--- START OF Recorded information ---
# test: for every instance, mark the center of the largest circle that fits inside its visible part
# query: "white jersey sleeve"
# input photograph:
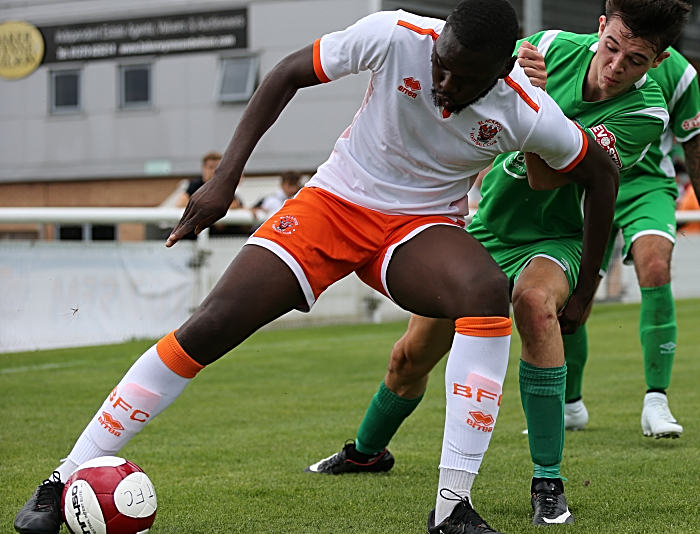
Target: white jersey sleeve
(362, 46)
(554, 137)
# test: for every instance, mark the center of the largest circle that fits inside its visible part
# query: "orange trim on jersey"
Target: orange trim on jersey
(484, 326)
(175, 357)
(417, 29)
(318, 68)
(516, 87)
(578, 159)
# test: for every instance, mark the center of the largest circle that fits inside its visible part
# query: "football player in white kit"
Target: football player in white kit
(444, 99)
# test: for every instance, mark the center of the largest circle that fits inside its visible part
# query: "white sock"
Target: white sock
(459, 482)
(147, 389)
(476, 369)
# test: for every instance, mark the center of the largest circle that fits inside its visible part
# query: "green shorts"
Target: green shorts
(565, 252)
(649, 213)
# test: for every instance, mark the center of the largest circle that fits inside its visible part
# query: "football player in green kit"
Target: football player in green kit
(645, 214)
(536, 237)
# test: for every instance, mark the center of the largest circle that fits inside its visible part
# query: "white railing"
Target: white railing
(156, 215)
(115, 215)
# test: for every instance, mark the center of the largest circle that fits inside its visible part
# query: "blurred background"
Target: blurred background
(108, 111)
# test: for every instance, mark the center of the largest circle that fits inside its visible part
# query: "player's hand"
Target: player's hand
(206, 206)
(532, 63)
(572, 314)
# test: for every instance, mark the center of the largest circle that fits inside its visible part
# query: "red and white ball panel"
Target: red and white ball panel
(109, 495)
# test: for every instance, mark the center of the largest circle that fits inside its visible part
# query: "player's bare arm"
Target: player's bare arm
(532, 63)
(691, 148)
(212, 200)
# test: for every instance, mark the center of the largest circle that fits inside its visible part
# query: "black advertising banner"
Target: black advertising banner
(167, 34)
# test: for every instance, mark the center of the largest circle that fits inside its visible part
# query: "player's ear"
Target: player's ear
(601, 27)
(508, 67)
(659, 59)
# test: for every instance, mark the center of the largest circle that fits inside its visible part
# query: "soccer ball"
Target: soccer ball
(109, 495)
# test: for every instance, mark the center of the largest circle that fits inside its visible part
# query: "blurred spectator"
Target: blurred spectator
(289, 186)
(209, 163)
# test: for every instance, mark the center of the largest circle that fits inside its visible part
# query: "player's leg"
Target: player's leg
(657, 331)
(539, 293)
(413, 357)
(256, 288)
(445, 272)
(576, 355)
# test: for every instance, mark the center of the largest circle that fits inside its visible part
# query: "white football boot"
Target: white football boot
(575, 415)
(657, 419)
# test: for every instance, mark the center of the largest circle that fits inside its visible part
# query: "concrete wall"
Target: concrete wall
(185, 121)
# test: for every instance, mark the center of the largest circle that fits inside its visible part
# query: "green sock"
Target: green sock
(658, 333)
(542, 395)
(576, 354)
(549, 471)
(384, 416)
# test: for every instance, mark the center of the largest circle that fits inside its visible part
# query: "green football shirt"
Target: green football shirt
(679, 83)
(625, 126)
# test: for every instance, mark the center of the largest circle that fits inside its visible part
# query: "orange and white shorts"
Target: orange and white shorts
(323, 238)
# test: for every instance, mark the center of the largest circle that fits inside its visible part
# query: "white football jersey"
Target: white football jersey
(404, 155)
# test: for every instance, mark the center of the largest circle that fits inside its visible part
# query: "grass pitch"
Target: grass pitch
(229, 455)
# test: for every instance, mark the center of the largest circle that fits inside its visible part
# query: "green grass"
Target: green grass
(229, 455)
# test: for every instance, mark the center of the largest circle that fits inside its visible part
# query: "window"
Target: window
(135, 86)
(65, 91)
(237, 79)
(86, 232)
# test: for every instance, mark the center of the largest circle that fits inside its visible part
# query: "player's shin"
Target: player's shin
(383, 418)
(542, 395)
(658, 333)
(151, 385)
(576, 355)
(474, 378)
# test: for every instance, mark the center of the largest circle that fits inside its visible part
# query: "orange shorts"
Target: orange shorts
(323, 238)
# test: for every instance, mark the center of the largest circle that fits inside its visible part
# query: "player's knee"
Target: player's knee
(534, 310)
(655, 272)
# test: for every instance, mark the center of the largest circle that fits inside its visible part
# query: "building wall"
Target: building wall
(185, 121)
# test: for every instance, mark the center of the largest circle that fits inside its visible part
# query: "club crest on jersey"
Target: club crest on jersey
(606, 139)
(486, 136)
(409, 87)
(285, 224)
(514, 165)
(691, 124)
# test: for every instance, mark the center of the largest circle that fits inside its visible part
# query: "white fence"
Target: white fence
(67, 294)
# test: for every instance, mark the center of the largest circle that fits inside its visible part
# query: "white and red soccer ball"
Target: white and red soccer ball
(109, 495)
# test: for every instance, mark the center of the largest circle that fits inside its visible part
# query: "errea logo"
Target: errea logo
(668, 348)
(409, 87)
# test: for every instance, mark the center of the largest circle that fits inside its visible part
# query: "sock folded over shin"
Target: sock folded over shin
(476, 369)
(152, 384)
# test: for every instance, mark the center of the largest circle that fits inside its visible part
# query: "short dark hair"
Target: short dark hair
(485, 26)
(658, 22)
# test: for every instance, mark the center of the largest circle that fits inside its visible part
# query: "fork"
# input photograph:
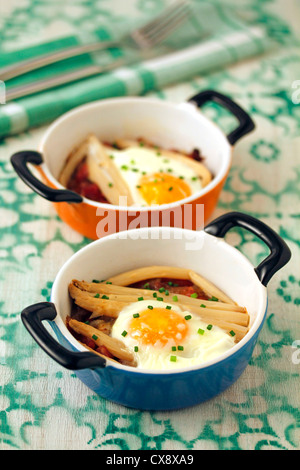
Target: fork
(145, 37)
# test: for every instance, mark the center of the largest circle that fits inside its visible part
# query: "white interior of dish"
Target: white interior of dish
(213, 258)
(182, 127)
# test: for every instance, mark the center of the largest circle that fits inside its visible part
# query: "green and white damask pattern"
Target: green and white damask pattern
--- END OF Recorded information ---
--- START OF Recorded information ---
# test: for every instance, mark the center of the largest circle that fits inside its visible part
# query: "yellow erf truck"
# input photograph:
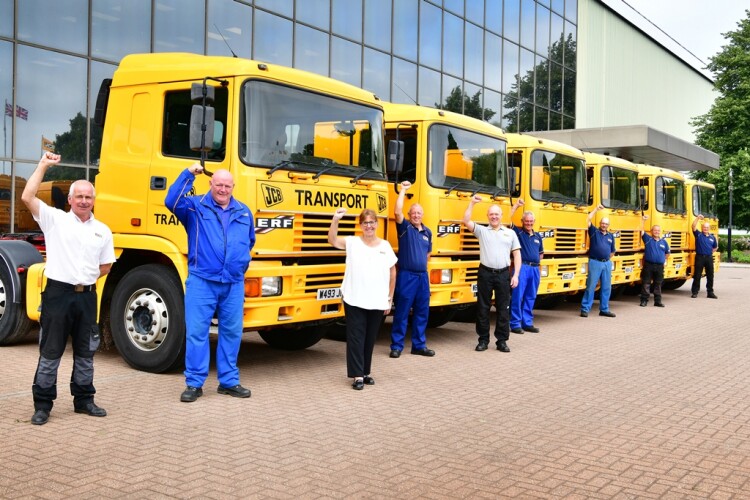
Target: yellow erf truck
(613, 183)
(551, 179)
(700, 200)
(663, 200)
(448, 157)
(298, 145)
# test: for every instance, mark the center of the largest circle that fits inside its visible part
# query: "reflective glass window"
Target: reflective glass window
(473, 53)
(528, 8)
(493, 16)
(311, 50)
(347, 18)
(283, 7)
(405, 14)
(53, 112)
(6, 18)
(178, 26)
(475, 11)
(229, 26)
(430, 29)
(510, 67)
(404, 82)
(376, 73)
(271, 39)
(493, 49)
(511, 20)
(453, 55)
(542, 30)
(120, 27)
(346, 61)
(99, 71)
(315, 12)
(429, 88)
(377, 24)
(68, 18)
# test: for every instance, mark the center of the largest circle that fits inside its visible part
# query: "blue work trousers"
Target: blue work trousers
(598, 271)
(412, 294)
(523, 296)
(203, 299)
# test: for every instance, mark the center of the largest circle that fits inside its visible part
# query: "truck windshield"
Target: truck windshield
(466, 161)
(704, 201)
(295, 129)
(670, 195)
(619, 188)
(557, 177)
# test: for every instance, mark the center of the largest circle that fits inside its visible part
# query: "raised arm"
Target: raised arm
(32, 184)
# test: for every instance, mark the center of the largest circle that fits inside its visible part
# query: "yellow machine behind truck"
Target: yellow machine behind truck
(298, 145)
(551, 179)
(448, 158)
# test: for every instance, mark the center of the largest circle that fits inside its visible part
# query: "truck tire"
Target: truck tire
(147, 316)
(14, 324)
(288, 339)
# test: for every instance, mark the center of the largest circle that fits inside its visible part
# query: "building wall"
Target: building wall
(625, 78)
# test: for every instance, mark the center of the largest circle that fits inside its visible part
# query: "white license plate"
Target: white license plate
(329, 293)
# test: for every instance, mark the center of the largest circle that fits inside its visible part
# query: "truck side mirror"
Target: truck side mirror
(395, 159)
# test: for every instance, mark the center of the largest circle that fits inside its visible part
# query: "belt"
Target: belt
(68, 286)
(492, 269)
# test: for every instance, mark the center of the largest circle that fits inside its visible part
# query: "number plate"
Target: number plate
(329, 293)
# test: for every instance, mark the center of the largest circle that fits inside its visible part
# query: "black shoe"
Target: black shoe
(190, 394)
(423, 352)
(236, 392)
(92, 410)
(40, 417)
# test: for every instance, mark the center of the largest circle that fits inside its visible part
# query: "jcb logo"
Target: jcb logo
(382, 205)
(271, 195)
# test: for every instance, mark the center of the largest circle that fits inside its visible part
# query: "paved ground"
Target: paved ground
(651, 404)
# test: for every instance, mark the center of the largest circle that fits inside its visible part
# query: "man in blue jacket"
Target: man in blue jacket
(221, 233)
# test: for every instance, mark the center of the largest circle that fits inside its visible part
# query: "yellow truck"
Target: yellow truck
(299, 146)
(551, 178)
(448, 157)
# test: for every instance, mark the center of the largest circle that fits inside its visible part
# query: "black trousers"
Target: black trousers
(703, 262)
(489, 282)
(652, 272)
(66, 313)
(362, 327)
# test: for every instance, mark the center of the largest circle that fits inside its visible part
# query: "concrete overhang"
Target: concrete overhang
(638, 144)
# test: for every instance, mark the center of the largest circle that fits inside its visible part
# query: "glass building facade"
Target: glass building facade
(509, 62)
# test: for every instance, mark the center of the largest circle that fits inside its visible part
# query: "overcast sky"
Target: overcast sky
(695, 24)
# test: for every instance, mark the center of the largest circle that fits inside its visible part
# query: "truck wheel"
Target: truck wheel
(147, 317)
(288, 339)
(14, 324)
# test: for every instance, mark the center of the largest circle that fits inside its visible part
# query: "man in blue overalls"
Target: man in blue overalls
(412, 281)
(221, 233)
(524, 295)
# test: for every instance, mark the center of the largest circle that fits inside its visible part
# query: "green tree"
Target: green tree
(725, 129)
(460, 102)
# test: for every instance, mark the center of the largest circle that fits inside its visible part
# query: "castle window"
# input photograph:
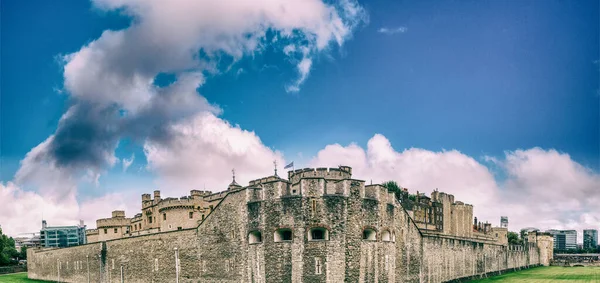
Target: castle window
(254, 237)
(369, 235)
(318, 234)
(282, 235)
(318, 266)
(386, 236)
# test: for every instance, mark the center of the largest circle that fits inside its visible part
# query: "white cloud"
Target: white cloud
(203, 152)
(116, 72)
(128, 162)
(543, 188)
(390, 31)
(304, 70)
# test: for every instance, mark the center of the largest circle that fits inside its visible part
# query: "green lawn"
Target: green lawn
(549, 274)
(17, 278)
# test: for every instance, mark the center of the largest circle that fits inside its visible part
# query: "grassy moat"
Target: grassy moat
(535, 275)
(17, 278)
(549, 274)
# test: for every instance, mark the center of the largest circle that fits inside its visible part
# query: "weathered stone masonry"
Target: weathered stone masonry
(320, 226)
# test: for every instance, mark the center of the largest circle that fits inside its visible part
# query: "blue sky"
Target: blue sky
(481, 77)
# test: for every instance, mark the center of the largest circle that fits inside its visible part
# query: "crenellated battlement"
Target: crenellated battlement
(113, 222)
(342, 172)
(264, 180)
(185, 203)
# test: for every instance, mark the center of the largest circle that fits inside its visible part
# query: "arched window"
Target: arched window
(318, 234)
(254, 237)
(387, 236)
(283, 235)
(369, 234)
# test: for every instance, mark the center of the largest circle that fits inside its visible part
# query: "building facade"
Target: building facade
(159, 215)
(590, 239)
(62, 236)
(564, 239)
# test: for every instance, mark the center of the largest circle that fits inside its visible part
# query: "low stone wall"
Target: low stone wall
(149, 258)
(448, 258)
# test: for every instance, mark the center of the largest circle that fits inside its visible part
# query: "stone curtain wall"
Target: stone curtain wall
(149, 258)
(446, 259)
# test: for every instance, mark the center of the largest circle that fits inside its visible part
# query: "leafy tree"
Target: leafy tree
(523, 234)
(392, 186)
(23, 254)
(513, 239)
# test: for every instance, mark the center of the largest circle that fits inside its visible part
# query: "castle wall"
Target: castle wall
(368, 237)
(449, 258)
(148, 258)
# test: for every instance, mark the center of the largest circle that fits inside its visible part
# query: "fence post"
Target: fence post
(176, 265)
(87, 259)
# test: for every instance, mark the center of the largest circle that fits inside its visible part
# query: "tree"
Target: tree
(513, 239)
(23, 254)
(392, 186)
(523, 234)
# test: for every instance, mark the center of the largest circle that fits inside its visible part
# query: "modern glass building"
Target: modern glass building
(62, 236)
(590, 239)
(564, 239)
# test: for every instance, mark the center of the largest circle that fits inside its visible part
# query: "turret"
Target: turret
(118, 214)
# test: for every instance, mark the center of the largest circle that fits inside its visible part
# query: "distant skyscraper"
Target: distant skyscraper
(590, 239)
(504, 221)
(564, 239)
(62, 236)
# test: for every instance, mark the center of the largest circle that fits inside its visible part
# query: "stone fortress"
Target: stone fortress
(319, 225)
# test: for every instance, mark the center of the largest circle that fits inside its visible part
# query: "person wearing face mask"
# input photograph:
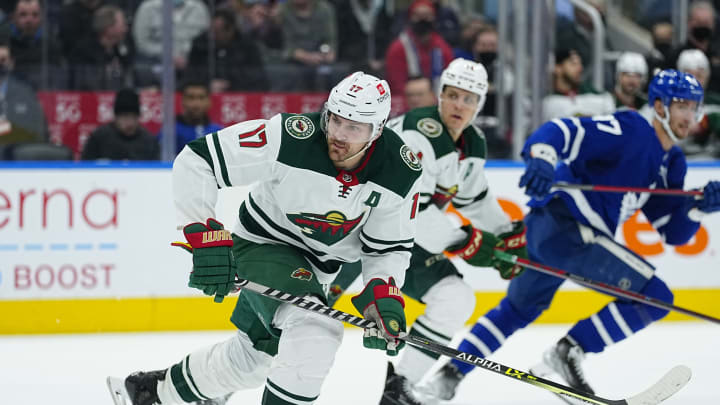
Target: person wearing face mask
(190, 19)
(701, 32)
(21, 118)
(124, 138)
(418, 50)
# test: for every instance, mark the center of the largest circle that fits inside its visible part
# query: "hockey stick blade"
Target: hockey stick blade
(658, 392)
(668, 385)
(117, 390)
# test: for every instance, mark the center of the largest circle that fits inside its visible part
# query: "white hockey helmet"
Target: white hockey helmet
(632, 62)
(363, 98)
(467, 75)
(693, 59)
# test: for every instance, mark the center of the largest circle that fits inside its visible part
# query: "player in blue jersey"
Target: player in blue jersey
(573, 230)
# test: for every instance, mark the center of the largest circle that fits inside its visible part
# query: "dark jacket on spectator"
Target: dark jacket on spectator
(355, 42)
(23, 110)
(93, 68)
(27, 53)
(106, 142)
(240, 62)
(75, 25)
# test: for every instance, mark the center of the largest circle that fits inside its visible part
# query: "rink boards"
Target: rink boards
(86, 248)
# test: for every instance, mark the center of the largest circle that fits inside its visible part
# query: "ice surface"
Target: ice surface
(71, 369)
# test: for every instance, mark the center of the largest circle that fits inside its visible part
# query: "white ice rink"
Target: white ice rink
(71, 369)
--- END OF Recorded information ---
--- START OF Recorded information ---
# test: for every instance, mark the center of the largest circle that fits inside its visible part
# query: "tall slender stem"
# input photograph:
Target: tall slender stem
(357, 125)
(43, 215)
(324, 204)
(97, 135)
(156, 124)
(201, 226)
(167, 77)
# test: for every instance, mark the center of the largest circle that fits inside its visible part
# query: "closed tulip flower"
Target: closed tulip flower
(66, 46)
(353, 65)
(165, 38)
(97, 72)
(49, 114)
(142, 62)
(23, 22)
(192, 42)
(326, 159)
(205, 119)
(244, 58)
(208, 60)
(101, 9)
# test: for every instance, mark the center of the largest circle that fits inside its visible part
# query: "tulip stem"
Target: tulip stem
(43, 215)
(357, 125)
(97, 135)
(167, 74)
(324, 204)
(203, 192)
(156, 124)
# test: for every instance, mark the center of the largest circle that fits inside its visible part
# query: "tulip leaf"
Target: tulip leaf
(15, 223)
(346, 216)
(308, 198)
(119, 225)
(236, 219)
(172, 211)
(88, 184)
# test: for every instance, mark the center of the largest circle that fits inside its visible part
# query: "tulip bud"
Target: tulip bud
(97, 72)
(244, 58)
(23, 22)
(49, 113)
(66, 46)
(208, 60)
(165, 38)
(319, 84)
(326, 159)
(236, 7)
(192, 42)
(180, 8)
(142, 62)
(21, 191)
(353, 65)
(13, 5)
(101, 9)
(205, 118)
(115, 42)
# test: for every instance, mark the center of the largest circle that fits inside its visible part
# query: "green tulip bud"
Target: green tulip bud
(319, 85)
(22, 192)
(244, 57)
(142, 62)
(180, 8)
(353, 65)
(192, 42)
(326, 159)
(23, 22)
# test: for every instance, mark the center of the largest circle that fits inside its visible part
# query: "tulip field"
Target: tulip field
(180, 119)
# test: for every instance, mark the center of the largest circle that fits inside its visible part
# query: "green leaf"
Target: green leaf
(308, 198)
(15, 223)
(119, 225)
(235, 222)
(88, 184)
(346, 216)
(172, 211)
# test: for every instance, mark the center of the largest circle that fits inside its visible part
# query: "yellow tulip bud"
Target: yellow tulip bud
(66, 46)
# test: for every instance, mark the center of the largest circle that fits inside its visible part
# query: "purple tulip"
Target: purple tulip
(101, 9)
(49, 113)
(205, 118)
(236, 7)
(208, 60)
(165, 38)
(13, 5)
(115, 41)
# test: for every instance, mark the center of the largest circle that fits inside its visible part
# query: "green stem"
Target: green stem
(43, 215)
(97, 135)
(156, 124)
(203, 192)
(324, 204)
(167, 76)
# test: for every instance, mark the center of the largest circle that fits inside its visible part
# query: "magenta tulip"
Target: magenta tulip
--- END OF Recorded information ---
**Aim:** Count the lines in the material above that contain the string "grassy", treating uppercase and lowercase as different, and reply with only that number.

**Solution to the exercise:** 2